- **AIM OF THE TASK**
List every line in the rows below that contains the string "positive", treating uppercase and lowercase as different.

[Collected data entries]
===============
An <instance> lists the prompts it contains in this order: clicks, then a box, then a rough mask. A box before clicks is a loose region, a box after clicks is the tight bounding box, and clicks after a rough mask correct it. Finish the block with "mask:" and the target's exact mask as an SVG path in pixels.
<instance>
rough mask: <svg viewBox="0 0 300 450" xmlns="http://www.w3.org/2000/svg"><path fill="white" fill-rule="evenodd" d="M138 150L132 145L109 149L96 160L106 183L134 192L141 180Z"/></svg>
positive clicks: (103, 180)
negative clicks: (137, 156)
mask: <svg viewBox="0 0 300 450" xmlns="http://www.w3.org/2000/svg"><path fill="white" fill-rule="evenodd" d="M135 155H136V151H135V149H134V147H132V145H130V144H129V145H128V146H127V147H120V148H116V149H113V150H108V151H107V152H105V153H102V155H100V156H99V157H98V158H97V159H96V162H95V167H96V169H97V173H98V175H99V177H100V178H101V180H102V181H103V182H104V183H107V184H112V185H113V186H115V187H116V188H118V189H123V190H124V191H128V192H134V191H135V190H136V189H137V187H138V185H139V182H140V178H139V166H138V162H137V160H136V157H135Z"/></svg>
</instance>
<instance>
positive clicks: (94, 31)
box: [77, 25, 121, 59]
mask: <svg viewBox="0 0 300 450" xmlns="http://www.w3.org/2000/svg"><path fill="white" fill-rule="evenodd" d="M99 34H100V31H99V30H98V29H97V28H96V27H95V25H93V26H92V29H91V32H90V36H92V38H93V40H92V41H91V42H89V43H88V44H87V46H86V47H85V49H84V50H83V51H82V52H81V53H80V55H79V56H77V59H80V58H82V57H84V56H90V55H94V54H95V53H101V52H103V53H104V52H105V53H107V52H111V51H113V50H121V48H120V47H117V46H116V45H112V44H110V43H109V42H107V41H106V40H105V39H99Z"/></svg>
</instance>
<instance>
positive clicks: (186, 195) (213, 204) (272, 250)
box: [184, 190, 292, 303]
===============
- **SOLUTION TO THIS TASK**
positive clicks: (103, 180)
positive clicks: (94, 31)
positive clicks: (186, 195) (213, 204) (272, 250)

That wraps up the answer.